- _PAGE_:
>>>>>

ALL HYMNS ARE NOT CREATED EQUAL.  The unspoken assumption behind my compilation of the list, an assumption shared by the hundreds of Christians who interacted with me on the various threads about it, is that hymns are not all the same, and that the differences between them matter.  To put things another way, there is such a thing as a good hymn, so there necessarily must be such a thing as a bad hymn.

Whenever I posit the latter online, I invariably get pushback from somebody who insists that a hymn cannot be bad unless it teaches false doctrine.  In a sense, I suppose that’s true.  A poorly written, low-content hymn does not directly send people to hell, any more than a sermon that’s a stand-up comedy routine or a Bible class that’s about pop psychology does. 

However, most brethren will critique the pulpit comic and the pop-psychologist Bible-class teacher not for what he says, but for what he does not say.  The same critique applies with equal force to bad hymns.  It’s not enough for a hymn not to be actively harmful.  It must be actively helpful.  It must present the worshiper with meaningful spiritual content (the more the better) in a usable form, because all of us need all the help we can get.

<<<<<

(Position annotation records)
>>>>>

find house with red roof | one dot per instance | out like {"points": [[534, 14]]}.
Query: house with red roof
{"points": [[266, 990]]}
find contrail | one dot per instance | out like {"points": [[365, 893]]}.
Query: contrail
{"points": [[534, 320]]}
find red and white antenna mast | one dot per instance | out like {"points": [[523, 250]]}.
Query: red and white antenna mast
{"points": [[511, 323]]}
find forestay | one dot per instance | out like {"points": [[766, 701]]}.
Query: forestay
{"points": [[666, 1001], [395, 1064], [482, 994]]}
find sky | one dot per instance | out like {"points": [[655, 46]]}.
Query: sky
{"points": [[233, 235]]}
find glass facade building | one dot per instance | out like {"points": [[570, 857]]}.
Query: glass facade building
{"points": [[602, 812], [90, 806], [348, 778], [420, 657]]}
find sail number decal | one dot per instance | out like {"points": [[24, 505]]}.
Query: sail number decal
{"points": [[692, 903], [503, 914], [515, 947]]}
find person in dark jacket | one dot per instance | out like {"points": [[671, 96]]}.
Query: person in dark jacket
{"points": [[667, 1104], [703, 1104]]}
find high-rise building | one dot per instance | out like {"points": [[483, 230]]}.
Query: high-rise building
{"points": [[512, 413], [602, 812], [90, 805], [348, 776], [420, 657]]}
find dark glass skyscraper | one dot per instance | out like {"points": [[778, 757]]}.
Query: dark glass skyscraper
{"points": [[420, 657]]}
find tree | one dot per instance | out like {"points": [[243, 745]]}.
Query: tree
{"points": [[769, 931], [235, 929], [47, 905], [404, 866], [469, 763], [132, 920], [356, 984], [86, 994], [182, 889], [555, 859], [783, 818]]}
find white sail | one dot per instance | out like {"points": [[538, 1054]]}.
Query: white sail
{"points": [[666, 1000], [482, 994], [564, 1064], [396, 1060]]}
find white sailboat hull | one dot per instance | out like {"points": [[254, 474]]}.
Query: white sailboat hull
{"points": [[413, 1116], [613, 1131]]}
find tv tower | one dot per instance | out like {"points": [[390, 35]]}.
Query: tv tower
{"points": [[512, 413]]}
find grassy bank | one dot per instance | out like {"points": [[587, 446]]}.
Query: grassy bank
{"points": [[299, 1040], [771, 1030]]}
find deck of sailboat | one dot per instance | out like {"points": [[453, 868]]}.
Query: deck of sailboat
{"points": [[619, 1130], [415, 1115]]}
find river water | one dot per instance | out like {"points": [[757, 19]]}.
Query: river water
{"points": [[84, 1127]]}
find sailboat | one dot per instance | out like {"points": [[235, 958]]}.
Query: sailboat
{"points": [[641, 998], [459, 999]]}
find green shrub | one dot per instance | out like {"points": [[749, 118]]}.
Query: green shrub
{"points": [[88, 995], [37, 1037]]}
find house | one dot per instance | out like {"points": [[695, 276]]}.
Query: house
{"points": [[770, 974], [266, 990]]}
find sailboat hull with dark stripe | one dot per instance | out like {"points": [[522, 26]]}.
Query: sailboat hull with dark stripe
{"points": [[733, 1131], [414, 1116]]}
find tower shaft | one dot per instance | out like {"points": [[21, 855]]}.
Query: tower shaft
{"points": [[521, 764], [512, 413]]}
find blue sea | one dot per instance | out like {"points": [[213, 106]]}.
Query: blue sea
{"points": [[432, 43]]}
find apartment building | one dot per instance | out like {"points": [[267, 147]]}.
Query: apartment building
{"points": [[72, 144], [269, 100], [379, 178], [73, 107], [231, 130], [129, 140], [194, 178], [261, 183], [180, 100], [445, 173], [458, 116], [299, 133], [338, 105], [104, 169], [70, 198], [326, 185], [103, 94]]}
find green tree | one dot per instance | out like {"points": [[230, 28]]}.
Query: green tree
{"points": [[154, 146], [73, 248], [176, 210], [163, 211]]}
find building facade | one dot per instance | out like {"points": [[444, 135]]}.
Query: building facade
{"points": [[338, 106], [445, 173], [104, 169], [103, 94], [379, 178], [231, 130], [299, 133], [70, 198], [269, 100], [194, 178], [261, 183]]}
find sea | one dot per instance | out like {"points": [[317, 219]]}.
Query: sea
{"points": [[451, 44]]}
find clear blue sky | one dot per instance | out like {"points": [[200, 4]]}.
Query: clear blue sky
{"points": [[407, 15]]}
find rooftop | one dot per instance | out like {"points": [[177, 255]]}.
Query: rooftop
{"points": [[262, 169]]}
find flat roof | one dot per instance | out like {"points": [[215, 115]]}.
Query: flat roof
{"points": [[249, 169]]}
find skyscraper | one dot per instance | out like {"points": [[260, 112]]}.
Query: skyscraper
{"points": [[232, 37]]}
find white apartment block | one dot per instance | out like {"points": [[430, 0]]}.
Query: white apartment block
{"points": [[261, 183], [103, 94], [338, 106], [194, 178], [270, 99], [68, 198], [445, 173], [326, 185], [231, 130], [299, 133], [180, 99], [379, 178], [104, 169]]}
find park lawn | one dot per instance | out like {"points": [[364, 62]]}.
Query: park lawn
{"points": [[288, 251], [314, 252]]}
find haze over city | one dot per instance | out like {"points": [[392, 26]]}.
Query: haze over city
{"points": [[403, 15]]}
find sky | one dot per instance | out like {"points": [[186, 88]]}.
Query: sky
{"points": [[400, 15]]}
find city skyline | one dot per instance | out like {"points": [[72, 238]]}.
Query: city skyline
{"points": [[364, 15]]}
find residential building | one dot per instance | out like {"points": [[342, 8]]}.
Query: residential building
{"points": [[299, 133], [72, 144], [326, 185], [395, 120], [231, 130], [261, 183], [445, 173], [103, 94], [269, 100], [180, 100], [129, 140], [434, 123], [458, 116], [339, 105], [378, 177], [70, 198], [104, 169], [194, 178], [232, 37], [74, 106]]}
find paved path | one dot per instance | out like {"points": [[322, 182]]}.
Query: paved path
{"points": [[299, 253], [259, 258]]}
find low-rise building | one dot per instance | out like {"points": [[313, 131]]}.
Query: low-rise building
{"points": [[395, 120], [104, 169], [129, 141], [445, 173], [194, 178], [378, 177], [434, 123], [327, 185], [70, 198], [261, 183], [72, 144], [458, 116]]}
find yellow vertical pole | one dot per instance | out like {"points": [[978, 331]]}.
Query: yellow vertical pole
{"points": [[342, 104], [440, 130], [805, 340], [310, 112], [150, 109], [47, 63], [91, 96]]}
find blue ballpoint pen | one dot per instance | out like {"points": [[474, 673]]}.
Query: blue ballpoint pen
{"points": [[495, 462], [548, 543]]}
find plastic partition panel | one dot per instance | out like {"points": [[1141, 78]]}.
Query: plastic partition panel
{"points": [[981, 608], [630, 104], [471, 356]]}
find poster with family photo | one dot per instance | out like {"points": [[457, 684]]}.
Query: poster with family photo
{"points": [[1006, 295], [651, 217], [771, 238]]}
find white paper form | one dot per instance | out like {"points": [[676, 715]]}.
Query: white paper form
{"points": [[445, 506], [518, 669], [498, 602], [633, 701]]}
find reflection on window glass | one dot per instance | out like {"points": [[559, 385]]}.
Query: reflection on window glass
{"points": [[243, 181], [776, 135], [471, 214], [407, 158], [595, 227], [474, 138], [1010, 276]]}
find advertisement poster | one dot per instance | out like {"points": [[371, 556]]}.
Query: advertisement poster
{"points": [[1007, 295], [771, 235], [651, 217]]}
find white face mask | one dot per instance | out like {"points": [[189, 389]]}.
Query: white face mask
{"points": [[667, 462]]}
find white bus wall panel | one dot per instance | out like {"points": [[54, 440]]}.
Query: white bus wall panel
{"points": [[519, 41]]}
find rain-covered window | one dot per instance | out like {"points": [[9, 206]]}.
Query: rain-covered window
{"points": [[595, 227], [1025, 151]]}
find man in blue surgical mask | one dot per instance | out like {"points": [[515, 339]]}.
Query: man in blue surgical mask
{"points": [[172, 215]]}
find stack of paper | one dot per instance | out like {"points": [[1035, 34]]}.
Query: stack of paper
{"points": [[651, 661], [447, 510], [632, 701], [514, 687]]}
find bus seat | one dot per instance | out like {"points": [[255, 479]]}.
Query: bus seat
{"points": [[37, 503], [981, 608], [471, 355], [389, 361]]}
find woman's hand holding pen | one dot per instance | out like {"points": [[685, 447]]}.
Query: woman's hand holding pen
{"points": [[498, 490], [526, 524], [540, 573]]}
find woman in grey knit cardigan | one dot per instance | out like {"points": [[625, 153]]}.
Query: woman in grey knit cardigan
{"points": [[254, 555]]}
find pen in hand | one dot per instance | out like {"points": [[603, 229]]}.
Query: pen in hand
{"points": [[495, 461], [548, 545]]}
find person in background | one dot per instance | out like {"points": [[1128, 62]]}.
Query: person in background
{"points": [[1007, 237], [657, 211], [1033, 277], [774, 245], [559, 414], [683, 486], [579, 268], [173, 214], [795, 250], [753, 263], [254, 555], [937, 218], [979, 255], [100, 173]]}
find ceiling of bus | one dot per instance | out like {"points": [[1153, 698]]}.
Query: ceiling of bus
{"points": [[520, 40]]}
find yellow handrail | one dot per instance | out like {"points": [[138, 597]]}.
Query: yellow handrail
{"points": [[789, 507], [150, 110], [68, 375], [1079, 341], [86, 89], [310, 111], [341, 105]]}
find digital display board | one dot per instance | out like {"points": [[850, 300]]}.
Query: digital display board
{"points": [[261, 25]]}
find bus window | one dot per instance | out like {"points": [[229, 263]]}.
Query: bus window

<<<<<

- _PROBLEM SET_:
A. List every sentence in the hymn essay that contains the word "must".
B. Gather each line of the records that contains the string "water". Case counts.

- _ANSWERS_:
A.
- To put things another way, there is such a thing as a good hymn, so there necessarily must be such a thing as a bad hymn.
- It must be actively helpful.
- It must present the worshiper with meaningful spiritual content (the more the better) in a usable form, because all of us need all the help we can get.

B.
find river water | one dot per instance | out like {"points": [[757, 19]]}.
Query: river water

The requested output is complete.